### RECORD SET
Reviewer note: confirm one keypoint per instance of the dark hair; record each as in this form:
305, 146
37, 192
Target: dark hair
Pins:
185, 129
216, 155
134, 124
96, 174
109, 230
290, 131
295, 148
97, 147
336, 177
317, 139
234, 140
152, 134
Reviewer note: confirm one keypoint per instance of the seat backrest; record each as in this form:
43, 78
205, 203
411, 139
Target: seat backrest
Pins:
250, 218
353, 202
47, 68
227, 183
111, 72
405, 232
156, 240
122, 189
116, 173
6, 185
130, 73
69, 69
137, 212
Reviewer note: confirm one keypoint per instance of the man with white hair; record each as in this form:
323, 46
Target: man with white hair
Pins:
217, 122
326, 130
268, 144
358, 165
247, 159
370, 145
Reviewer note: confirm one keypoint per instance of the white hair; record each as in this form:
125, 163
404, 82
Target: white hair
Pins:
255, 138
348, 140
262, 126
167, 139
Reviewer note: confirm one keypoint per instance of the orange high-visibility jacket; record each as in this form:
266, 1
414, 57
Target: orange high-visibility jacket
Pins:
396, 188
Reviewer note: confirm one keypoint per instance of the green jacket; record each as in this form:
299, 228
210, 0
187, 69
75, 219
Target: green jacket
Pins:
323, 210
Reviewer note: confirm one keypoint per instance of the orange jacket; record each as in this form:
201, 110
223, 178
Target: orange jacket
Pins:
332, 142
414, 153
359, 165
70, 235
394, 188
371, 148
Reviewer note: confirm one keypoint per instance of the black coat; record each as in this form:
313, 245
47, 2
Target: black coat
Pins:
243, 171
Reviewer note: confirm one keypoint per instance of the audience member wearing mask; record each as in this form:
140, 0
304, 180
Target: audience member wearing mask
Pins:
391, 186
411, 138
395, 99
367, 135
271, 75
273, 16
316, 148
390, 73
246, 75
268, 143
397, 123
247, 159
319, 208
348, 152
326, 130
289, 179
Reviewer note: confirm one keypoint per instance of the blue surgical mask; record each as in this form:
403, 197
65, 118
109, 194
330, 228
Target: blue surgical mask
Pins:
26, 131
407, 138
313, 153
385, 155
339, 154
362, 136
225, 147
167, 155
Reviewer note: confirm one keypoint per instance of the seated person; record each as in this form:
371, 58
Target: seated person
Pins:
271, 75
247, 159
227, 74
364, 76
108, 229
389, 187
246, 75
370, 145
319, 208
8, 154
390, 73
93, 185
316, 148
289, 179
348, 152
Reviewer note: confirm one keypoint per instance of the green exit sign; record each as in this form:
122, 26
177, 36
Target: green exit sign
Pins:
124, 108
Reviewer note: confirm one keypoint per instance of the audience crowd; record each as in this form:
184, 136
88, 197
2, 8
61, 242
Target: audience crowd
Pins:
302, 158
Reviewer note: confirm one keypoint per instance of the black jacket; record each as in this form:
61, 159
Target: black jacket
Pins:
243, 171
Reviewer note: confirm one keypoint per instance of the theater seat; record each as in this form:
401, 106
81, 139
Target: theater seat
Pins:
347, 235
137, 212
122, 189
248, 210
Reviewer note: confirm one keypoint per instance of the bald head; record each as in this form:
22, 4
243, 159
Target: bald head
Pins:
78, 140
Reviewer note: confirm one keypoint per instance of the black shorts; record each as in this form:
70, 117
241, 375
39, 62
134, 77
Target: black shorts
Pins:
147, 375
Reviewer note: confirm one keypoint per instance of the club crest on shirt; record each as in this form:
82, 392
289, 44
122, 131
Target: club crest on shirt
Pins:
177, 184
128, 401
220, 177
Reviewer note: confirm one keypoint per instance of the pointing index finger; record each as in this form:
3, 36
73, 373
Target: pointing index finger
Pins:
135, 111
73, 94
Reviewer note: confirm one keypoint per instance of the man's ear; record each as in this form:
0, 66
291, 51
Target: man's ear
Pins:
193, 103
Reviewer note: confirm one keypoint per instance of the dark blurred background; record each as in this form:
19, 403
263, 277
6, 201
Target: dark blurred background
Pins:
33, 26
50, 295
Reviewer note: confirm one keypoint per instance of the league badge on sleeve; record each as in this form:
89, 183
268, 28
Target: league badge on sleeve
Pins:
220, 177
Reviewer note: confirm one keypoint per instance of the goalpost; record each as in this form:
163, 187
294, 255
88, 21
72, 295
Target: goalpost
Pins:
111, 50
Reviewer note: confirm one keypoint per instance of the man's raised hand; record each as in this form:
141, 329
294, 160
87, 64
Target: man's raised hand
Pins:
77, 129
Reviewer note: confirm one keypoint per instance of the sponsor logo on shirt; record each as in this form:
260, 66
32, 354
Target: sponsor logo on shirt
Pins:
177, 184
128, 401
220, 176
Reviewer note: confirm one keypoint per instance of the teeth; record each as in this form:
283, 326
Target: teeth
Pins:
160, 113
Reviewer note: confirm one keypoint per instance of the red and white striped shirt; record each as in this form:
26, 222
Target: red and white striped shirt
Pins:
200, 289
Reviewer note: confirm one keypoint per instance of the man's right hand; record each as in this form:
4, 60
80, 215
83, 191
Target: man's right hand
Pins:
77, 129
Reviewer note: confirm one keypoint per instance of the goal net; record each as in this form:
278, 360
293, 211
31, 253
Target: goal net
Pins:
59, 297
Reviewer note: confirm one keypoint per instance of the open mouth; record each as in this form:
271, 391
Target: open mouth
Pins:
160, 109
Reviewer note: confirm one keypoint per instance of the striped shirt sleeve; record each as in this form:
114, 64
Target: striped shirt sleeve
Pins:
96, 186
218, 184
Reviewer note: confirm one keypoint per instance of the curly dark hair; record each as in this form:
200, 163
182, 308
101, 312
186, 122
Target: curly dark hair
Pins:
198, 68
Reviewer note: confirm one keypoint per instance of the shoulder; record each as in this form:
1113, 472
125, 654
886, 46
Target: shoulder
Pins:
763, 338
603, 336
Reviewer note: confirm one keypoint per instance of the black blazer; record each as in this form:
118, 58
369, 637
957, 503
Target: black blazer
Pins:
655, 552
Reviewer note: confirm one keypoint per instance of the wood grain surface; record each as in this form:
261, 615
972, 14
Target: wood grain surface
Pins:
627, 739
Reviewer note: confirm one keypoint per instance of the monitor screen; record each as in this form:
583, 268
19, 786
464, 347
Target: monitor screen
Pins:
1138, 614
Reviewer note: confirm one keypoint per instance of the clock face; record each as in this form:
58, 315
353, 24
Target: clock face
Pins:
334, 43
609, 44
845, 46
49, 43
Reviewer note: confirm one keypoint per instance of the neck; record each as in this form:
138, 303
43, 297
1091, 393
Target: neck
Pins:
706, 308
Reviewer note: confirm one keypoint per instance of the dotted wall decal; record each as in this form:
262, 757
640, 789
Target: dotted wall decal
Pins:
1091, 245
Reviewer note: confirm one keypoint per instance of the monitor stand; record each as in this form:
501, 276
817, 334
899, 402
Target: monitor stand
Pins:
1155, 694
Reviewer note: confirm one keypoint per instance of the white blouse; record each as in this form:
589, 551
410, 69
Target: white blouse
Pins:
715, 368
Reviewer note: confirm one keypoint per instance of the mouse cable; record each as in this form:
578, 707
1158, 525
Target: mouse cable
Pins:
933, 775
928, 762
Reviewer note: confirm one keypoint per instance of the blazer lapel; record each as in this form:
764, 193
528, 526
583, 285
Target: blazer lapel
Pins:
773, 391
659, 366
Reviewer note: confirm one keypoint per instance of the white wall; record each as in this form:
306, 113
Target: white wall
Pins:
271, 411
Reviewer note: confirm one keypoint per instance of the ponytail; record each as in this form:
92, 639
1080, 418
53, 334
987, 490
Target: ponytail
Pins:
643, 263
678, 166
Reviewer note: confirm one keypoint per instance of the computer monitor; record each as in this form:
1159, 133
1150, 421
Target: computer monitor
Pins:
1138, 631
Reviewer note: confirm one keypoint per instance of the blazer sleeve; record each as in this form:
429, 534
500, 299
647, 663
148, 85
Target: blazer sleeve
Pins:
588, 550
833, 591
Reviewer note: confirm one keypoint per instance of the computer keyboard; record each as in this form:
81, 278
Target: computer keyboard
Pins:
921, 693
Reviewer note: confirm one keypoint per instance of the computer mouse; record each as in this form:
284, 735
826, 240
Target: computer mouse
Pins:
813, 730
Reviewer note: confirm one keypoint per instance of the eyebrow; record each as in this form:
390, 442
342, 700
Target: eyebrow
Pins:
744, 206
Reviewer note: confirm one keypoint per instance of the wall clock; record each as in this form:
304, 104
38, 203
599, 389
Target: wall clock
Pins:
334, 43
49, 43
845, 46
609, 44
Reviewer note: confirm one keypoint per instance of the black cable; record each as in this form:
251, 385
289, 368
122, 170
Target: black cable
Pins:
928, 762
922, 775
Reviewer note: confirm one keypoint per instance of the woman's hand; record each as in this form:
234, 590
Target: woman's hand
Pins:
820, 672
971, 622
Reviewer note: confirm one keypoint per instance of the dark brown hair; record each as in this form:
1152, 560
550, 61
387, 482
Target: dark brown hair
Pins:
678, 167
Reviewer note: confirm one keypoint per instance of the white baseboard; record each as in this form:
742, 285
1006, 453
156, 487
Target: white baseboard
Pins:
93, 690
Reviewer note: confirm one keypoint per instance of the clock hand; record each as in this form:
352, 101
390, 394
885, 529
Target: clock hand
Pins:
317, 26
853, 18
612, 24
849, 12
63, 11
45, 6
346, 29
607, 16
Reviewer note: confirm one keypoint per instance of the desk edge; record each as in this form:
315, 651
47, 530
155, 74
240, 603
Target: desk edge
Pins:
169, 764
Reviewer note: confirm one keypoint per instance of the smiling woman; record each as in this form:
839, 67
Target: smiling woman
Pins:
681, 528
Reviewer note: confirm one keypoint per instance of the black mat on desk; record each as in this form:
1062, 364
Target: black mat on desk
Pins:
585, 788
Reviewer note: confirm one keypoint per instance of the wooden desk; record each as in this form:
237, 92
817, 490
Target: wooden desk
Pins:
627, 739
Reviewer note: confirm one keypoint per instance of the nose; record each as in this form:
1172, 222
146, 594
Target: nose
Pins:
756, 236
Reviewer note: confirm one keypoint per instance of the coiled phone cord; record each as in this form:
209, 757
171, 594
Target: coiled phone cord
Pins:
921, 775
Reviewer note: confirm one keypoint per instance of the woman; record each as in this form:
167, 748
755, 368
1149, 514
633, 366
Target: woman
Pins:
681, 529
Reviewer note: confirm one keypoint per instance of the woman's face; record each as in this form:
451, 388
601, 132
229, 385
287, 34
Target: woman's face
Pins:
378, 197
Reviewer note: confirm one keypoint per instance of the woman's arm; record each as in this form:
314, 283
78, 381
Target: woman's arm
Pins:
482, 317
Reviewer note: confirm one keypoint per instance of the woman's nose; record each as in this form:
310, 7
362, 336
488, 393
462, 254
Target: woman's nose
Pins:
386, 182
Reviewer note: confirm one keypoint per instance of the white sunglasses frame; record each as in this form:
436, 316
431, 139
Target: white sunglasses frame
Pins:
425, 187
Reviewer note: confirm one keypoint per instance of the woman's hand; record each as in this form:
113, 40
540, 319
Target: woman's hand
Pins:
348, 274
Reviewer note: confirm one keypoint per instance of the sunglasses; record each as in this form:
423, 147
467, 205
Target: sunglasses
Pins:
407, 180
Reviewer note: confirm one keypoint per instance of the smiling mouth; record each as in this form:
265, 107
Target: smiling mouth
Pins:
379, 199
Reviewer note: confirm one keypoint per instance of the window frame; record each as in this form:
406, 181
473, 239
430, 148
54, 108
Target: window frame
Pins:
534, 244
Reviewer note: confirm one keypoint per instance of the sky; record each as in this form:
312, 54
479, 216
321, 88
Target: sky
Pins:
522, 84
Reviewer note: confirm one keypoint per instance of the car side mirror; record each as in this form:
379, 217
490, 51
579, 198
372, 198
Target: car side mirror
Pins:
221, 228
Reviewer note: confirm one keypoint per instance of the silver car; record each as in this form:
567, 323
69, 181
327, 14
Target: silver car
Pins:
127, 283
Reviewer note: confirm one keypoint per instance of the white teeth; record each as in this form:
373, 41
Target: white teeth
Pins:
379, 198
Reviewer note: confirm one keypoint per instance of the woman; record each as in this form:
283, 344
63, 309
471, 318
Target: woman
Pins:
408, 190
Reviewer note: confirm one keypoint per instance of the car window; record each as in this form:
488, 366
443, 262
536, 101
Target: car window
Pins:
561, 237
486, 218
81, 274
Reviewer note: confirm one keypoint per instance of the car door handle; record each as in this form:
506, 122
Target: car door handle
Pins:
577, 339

### REQUEST
Copy out the lines starting at the one containing "the smiling mouth;" and ending with the last line of the entries. Include nothing else.

### TASK OUTPUT
Reviewer note: confirm one keypoint per instance of the smiling mouth; record each as in this form:
265, 107
Target: smiling mouth
Pins:
379, 199
Reviewer note: confirm one keypoint per instance of the window frame; record each as in this form:
406, 181
473, 239
430, 148
54, 108
Target: window frame
Pins:
534, 244
Reviewer note: confirm one keypoint per instance of the sky; record each as in this form:
312, 54
479, 216
321, 88
Target: sky
Pins:
522, 84
Reviewer note: confirm one keypoint per instance of the car side mirror; record each as in this form:
379, 217
490, 51
579, 198
372, 198
Target: car side mirror
Pins:
221, 228
Reviewer note: confirm one keypoint per instance of the silver car; record each as in this form:
567, 323
69, 181
327, 14
Target: silver car
Pins:
127, 283
Reviewer note: confirm one keypoint per instance of the white teeth; record each as in this form:
373, 41
Target: white teeth
Pins:
379, 198
Reviewer note: confirm one keypoint per instance of the woman; record each as in this form:
283, 344
63, 309
471, 318
Target: woman
Pins:
408, 190
Reviewer note: confirm one keypoint per instance of the car window; record each as in this form:
488, 366
443, 262
536, 101
Target: car window
Pins:
561, 237
486, 218
81, 274
Reviewer note: confirm one keypoint per instance of the car door handle; record each as in this form:
506, 122
Target: car door handle
Pins:
577, 339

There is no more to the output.